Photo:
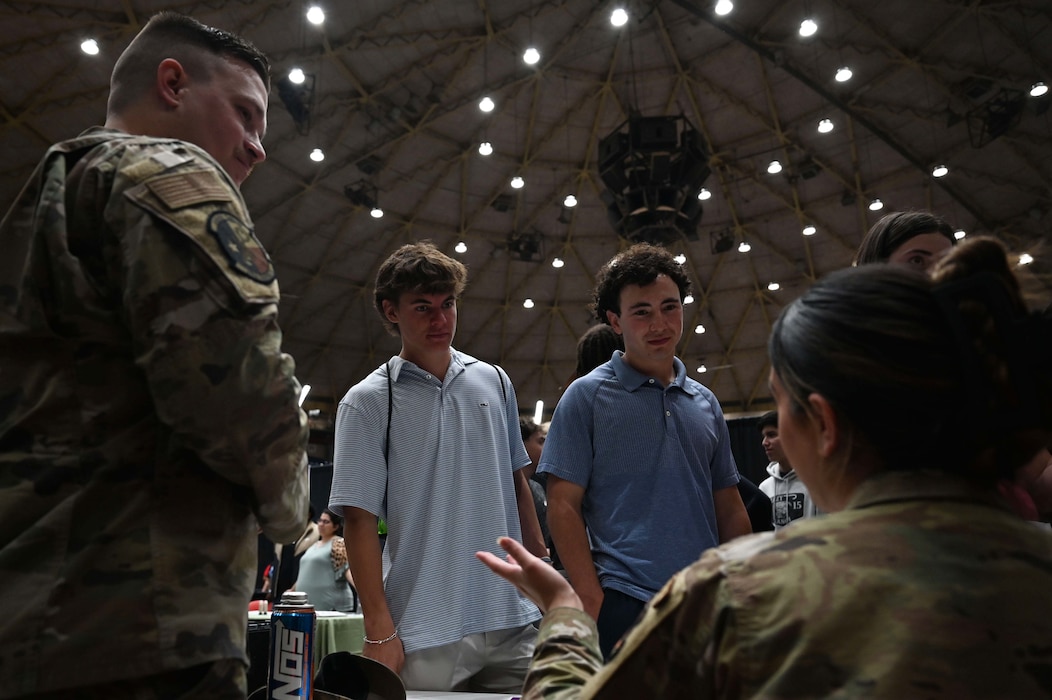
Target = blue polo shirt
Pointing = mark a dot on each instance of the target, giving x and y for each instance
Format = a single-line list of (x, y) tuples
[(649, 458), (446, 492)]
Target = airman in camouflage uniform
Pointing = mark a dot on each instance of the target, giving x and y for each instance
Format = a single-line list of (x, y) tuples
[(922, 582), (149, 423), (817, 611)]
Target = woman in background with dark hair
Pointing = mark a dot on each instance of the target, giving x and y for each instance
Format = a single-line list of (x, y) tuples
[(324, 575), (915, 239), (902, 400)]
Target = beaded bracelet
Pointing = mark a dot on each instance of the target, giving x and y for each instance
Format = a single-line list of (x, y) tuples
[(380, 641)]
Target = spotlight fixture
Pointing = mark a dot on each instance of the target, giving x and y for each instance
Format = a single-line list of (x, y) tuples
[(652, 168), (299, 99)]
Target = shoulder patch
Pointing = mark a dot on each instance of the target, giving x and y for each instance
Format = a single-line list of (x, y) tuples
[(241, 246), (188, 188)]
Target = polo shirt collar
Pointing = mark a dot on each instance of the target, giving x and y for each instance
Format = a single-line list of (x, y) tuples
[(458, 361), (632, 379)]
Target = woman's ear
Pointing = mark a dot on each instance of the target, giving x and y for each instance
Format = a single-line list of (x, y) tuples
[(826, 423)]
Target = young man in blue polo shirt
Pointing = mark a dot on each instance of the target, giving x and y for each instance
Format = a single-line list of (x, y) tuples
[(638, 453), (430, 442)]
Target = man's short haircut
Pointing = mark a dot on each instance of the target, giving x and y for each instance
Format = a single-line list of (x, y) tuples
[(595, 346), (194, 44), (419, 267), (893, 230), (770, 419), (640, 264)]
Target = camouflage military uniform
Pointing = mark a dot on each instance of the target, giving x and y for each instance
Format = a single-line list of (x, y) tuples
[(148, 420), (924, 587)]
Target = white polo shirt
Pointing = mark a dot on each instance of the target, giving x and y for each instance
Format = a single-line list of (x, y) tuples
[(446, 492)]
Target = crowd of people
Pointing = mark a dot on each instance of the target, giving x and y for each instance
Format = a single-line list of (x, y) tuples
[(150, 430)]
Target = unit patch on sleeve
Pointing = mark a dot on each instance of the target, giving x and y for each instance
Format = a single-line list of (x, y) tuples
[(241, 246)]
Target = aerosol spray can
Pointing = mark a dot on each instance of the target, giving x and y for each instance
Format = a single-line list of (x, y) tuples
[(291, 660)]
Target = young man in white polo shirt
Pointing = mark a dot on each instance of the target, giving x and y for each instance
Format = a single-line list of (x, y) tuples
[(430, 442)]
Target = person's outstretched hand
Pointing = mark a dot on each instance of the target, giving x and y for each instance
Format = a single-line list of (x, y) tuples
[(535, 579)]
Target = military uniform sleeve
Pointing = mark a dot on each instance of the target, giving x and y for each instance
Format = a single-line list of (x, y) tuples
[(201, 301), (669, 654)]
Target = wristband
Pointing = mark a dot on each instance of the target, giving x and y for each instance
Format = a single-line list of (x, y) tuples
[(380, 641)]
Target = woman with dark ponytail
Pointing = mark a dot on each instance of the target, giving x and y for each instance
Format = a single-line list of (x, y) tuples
---+---
**Aim:** Reproduce all of the data above word for word, leaving out the picture.

**Written response:**
Photo:
Target = blue polo shirt
Pointing = mark a dot on each instance of the target, giving x and y for each instance
Format = a single-line list of (x, y) tuples
[(649, 458), (446, 492)]
Target = airman in camouflage uniform
Pointing = mark a dot on each instance of the target, giving x and y for each instance
Format = a single-line list of (x, y) tuples
[(922, 582), (149, 423), (817, 611)]
Target = woman in background with dark hair
Pointing = mark a dot on each instance of the target, giving x and y for each instance
Format = a single-line list of (x, y) tuples
[(324, 575), (915, 239), (902, 400)]
Target = beaded bracelet
Pointing = mark a dot on each instance of the target, giving x and y for each instance
Format = a single-line list of (x, y) tuples
[(380, 641)]
Target = spotlight fixture
Pointing = mark a dot on each instance of the target, giving x and y for each instance
Format = a single-line list of (x, y) tuples
[(652, 168), (299, 99)]
Target = shoulder patch
Pointing = mark a dot on each instance of the target, giving x and y for each instance
Format = a single-line list of (x, y) tuples
[(241, 246), (188, 188)]
Target = polo shirt collar
Pointing = mark a dot on each instance of the target, giving x and y for each instance
Format = a single-line list of (x, y) tuples
[(458, 361), (632, 379)]
Target = woman's ear
Pointing = mark a dot on each instance of the target, giving x and y for each instance
Format = a single-line list of (x, y) tuples
[(826, 423)]
Target = young man in blue polo shirt
Pointing = mark a dot on each instance of the target, giving x and y for each instance
Format = a single-line list of (x, y) tuples
[(638, 453), (430, 442)]
Target = man's short haircut
Pointing = mark a dot on each instance of the target, giving x and y for each instance
Format = a single-line list of (x, y) tuples
[(595, 346), (194, 44), (419, 267), (893, 230), (770, 419), (640, 264)]
Target = camouflage military uniform
Pointing = mark a dot on each instance of the target, giving x and y for each instance
Format = a single-line list of (x, y) tuples
[(148, 420), (924, 587)]
Target = white polo shirt
Pointing = mark a dot on each instance of the target, giving x and y for each instance
Format = a single-line list of (x, y) tuples
[(446, 492)]
Target = crowd of people
Pointing = mark a dot on each instance of the target, giving x and y for each instance
Format = a single-line list of (x, y) tuples
[(150, 430)]
Target = unit patch on sleeve
Pointing = mark a dot on each instance of the target, giving x and y for each instance
Format = a single-line list of (x, y) tuples
[(241, 246)]
Target = aerosol spray can
Pointing = mark a dot on each instance of the target, giving x and y for each instance
Format = a single-line list of (x, y) tuples
[(291, 660)]
Target = young man in white polo shirt
Pointing = mark a dot on each instance of the target, giving x and y for each instance
Format = a single-line list of (x, y) tuples
[(430, 442)]
Target = person's outstretched hand
Pointing = mark a dot on each instance of the target, giving x and y for each instance
Format = a single-line list of (x, y) tuples
[(535, 579)]
Target = military uniform sleeve
Pointing = mark a dot on each instance of the target, giving x and y for each instance
Format = a single-line list of (x, y) tuples
[(201, 301), (669, 654)]
Target = wristband
Pointing = mark a dot on each instance of the target, giving x and y for each instance
Format = a single-line list of (x, y) tuples
[(380, 641)]
Target = woman with dark ponytail
Pointing = mark a dot on each instance of the target, giving x and y for each instance
Format = a single-line list of (x, y) tuples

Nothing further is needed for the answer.